Problem details: Swap "second opinion" for "cross-check" throughout the entries below, changing nothing else.

Stored records
>>>
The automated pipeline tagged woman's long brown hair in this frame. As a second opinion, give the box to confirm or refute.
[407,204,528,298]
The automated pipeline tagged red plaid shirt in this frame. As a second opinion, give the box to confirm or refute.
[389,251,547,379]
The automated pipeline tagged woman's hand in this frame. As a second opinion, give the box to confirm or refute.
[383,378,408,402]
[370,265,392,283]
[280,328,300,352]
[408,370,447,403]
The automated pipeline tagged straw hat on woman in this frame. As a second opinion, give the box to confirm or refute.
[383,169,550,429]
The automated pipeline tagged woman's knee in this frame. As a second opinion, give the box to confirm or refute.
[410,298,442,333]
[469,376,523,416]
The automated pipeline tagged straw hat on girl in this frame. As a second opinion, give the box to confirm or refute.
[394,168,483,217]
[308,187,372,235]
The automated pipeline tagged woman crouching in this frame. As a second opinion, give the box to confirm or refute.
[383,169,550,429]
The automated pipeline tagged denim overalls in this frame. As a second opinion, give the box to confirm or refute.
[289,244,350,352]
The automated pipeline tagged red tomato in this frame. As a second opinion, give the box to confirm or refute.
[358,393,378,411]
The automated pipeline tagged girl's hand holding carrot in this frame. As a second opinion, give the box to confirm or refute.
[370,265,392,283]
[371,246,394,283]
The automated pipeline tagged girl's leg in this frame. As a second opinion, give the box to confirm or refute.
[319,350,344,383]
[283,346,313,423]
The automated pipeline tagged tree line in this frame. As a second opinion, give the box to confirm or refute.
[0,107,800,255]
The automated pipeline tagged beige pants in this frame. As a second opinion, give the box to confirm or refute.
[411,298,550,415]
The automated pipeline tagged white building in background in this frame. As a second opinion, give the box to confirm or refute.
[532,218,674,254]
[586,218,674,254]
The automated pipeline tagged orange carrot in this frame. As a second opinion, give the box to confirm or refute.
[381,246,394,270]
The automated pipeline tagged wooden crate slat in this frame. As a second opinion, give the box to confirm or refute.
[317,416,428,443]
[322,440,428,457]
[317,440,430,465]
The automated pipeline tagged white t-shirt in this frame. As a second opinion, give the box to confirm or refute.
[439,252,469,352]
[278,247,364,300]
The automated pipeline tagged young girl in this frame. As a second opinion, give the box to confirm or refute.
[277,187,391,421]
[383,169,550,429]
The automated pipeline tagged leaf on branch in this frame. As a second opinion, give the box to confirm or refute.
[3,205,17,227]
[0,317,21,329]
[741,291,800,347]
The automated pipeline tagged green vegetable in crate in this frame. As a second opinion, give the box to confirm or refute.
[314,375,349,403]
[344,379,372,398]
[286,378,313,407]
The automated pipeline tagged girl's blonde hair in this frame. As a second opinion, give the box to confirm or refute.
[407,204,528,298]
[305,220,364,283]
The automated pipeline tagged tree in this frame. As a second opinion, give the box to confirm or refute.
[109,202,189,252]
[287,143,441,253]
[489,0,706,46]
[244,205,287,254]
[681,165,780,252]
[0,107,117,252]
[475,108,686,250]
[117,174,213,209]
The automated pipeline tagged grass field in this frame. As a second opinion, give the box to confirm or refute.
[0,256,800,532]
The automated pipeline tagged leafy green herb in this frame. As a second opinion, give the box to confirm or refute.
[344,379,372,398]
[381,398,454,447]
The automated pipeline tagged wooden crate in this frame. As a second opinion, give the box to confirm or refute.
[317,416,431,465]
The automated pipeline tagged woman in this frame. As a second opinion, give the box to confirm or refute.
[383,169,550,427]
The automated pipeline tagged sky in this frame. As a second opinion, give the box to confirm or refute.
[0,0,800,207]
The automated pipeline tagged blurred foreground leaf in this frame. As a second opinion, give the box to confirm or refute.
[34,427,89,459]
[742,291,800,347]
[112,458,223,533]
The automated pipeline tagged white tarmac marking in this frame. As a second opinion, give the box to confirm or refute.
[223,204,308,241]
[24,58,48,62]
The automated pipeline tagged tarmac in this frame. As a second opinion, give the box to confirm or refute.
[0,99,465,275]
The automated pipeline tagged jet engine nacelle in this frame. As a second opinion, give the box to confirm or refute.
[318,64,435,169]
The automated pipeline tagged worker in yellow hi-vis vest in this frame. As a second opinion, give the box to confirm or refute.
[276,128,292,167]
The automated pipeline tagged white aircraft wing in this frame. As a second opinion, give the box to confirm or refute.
<<<
Answer for this exercise:
The automated pipeline tagged woman's long brown hair in this frame. As a cross-check, give the box to confirm or refute.
[407,204,528,298]
The automated pipeline tagged red plaid shirt in this frame. As a cross-check, give the box to confirm or refute.
[389,251,547,379]
The automated pipeline tagged woman's hand in this frame. As a cross-check, give the box to confirm or refute.
[383,378,408,402]
[370,265,392,283]
[280,328,300,352]
[408,370,447,403]
The automated pipeline tagged straw hat on woman in this frame. As a cross-check, give the box to confirm or refute.
[383,169,550,429]
The automated pipeline tagged woman's knee in this frame. As a cross-check, give the box to confirm or refute.
[410,298,442,333]
[469,376,523,416]
The automated pipeline tagged straw hat on girl in this frame. As a cross-check, give the box to confirm or refute.
[394,168,483,217]
[308,187,372,235]
The automated pipeline tagged woman crouching in this frame. As a cross-check, give the box to confirm or refute.
[383,169,550,429]
The automated pipeline tagged denim overalls in this frame. As a cross-check, give the box to confirm or refute.
[289,244,350,352]
The automated pipeline tagged red tomato in this frame. As a cross-check, give the box to confirm or refute.
[358,393,378,411]
The automated pipeline tagged girl's hand holding carrot in this frame. As a cross-check, give the box to confirm or refute.
[370,265,392,283]
[371,246,394,283]
The automated pipeline tagged girl's leg in this frame. As a cross-check, give the box to confirm or refute.
[319,350,344,383]
[283,346,313,423]
The automated pipeline tagged tree line in this frame. As a cross-check, give the box to confirm or refute.
[0,107,800,255]
The automated pipeline tagged beige pants in this frame. As a cross-check, give the box to confirm or refute.
[411,298,550,415]
The automated pipeline tagged white building in background in this frame. As a cross-check, give the box to confirm or refute.
[532,218,674,254]
[586,218,674,254]
The automated pipeline tagged orange carrot in this frame. As a cross-check, give the box to confirm or refute.
[381,246,394,270]
The automated pipeline tagged wooden crate slat in this frame. As a cross-check, give the box to confirm or refute.
[317,416,428,443]
[322,440,428,457]
[317,440,430,465]
The automated pipeline tagged white t-shirt in this frame. As a cross-check, give the box to confirm or refute.
[439,252,469,352]
[278,247,364,300]
The automated pipeline tagged young girl in this frame. As a cross-check, give the box to confirm or refute.
[277,187,391,421]
[383,169,550,429]
The automated pipeline tagged leaf on branch in this frame. As a cross-check, give the box to confirm or refute.
[3,205,17,227]
[0,317,21,329]
[741,291,800,347]
The automated pipeline tagged green vegetable in crate in this frame. As a cross-check, give the box to confirm or refute.
[314,375,349,403]
[344,379,372,398]
[286,378,313,407]
The automated pipeline tagged girl's blonde hair in this frame. As a cross-check, give the box to confirm or refute.
[407,204,528,298]
[305,220,364,283]
The automated pipeline tagged tree in this frame. As a cross-check, give the box to confirm or refute.
[109,202,189,252]
[287,143,441,253]
[489,0,706,46]
[244,205,287,254]
[681,165,780,252]
[0,107,117,252]
[475,108,686,250]
[117,174,213,209]
The automated pipeline tagged grass field in this frame. As a cross-check, give the box to confirm or refute.
[0,256,800,532]
The automated pipeline tagged leafy green herb in this frame. As a cross-check, give the box to confirm or refute.
[344,379,372,398]
[381,398,454,447]
The automated pipeline tagged wooden crate in this frame. As a cross-check, give the box to confirm or refute.
[317,416,431,465]
The automated pipeline tagged woman in this frame. As a cross-check, give the box to confirm or refute.
[383,169,550,427]
The automated pipeline tagged sky in this frame. As a cross-check, give the box to confirm or refute.
[0,0,800,207]
The automated pipeline tagged blurred foreground leaf in this frame. As a cross-check, give the box to confirm or refute.
[34,427,89,459]
[742,291,800,347]
[112,458,223,533]
The automated pipeline tagged white tarmac marking in this frame. As a cross-check, give the box to confirm or refute.
[223,204,308,241]
[24,58,48,62]
The automated pipeline tagged tarmac in this frame. As a cross-check, give the box to confirm or refute.
[0,99,465,275]
The automated pipeline tagged jet engine nacelle in this frame. As a cross-check, give the box to confirm or refute.
[318,64,435,169]
The automated pipeline tagged worker in yellow hi-vis vest in this frame. As a cross-check, give the box to confirm or refute.
[276,128,292,167]
The automated pipeline tagged white aircraft wing in this frame. As a cross-check, give the box to confirm or refute.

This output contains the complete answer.